───── Provided passage ─────

# Traeger for comp?



## monty3777 (May 13, 2008)

Do any of you use a Traeger for comp? I am looking at one for $850 - looks like a typical offset with one level. I love the ease of use but I wonder if they are all they are cracked up to be. 

Thanks!

BTW, any Traeger dealers on this forum? I would like to keep my $$$ among friends


----------



## wittdog (May 13, 2008)

Just keep something in mind....electricity at most comps is hit and miss and not dependable......
and I'll keep the rest of my manifesto to myself easy bake ovens and such


----------



## Captain Morgan (May 13, 2008)

man, last fall I got set up, plugged up, etc, and when I finally
went to turn on my light later, no power!  SOMEONE HAD UNPLUGGED
ME!  Fortunately I was too drunk to track his cord back to his bastard
self and whip his ass, so I just plugged in an extension cord with
multiple outlets.


----------



## wittdog (May 13, 2008)

Captain Morgan said:
			
		

> man, last fall I got set up, plugged up, etc, and when I finally
> went to turn on my light later, no power!  SOMEONE HAD UNPLUGGED
> ME!  Fortunately I was too drunk to track his cord back to his bastard
> self and whip his ass, so I just plugged in an extension cord with
> multiple outlets.


Its posts like that....


----------



## Diva Q (May 13, 2008)

I have been using Traegers for competitions with some great successes. I use a Lil Tex and a Texas Style and maybe another great new addition later this summer. 

Power can be hit and miss but we invested in a generator to remove this issue for future comps.


----------



## Kloset BBQR (May 13, 2008)

I have a marine battery with an inverter.  It runs my Fast Eddy without any problem.  Don't need to worry about comp electric now.


----------



## Adrienne1 (May 14, 2008)

We use both Traegers and FEs at comps without issue.  We have inverters with marine batteries, so electricity is not a concern.  Have seen it happen that others unplug extension cords at 'the hub', in order to get power for themselves, without concern for the other guy, so we went the other route, and bought inverters instead of paying for power which was at most times unreliable.  

But I digress . . . . 

Traegers are great at comps as long as it's not too cold or windy, and you have a reliable and constant source of power.

Traeger helped us to place, most often in the top three ,  in 2007


----------



## monty3777 (May 14, 2008)

───── Provided material ─────

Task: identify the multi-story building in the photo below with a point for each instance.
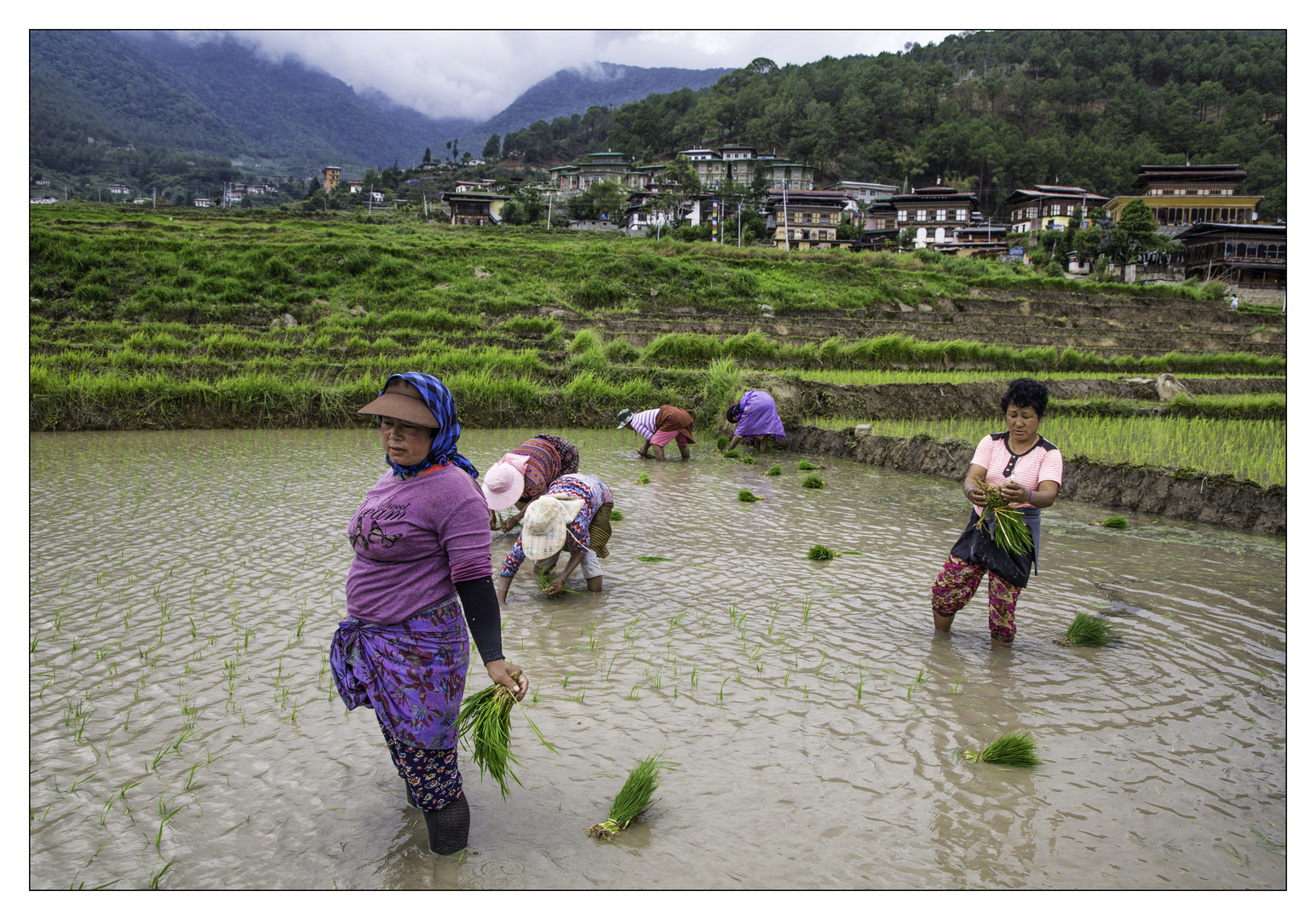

─────

[Required task 1]
In the Traeger thread, what did Diva Q invest in to deal with unreliable power at competitions?
[Required task 2]
Condense the paragraph of the Traeger thread that begins "We use both Traegers and FEs at comps" into a brief bulleted list, keeping its main facts.
The data plays no part in this work.

[Exercise result 1]
A generator.

[Exercise result 2]
- They use both Traegers and FEs at comps without issue.
- They run on inverters with marine batteries, so electricity is not a concern.
- They have seen others unplug extension cords at "the hub" to get power for themselves.
- So they bought inverters instead of paying for power that was often unreliable.